**The task**.
Replace every "gold" with "brass" throughout the records below, keeping everything else the same.

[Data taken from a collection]
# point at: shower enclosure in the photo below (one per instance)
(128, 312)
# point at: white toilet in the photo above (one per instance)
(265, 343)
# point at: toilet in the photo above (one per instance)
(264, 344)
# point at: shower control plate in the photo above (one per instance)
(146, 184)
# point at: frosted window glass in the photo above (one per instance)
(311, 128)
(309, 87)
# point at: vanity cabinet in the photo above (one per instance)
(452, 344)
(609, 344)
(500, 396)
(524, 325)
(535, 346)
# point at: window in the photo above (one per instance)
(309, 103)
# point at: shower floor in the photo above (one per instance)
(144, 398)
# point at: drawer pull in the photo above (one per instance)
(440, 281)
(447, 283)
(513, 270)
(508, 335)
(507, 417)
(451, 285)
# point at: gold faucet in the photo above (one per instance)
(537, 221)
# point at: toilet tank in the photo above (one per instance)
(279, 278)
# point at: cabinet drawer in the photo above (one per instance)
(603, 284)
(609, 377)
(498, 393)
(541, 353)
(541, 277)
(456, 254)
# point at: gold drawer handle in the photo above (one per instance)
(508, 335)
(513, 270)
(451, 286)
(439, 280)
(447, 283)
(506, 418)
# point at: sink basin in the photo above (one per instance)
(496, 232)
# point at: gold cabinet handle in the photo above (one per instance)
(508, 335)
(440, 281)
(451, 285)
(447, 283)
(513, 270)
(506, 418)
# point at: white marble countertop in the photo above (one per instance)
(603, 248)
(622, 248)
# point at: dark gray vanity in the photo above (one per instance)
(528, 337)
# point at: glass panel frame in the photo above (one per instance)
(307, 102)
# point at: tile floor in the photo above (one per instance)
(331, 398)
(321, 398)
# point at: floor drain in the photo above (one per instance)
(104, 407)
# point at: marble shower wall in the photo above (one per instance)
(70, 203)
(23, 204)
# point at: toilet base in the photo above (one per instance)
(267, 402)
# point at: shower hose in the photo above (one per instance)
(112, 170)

**Problem solution**.
# point at: shower enclosure in the photo below (one per instance)
(128, 312)
# point at: white toilet in the photo above (one per instance)
(265, 343)
# point at: toilet in the photo above (one per instance)
(264, 344)
# point at: shower control plate in the photo above (one per instance)
(146, 184)
# point at: frosted window glass in the photo above (one per instance)
(311, 128)
(309, 87)
# point at: vanity cabinet in the photo above (one per instance)
(452, 344)
(609, 344)
(500, 396)
(524, 325)
(535, 346)
# point at: window in the photo above (one per instance)
(309, 103)
# point at: shower floor in the photo above (one per instance)
(144, 398)
# point at: drawer pull in the photo above (one per instance)
(440, 281)
(447, 283)
(513, 270)
(508, 335)
(507, 417)
(451, 285)
# point at: brass faucet in the photo above (one per instance)
(537, 221)
# point at: toilet tank in the photo above (one per instance)
(279, 278)
# point at: cabinet drawer in the photo above (one per instance)
(603, 284)
(609, 377)
(498, 393)
(541, 353)
(541, 277)
(456, 254)
# point at: brass drawer handle in the photo above (one per instance)
(508, 335)
(513, 270)
(451, 286)
(439, 280)
(447, 283)
(506, 418)
# point at: sink basin in the photo above (one per instance)
(496, 232)
# point at: brass cabinet handle in the photo above (one per instance)
(508, 335)
(440, 281)
(451, 285)
(447, 283)
(513, 270)
(506, 418)
# point at: white marble countertop in the photo above (one per instance)
(603, 248)
(622, 248)
# point at: dark gray vanity in the photo above (one per instance)
(528, 337)
# point at: glass panel frame in the photo above (one per instance)
(307, 102)
# point at: tile floor in the photo above (one per instance)
(331, 398)
(321, 398)
# point at: floor drain in the photo above (one per instance)
(104, 407)
# point at: marble shower wall in the photo above (one per instance)
(70, 203)
(23, 204)
# point at: toilet base in the photo above (one per instance)
(267, 402)
# point at: shower hose in the photo above (one per instance)
(112, 170)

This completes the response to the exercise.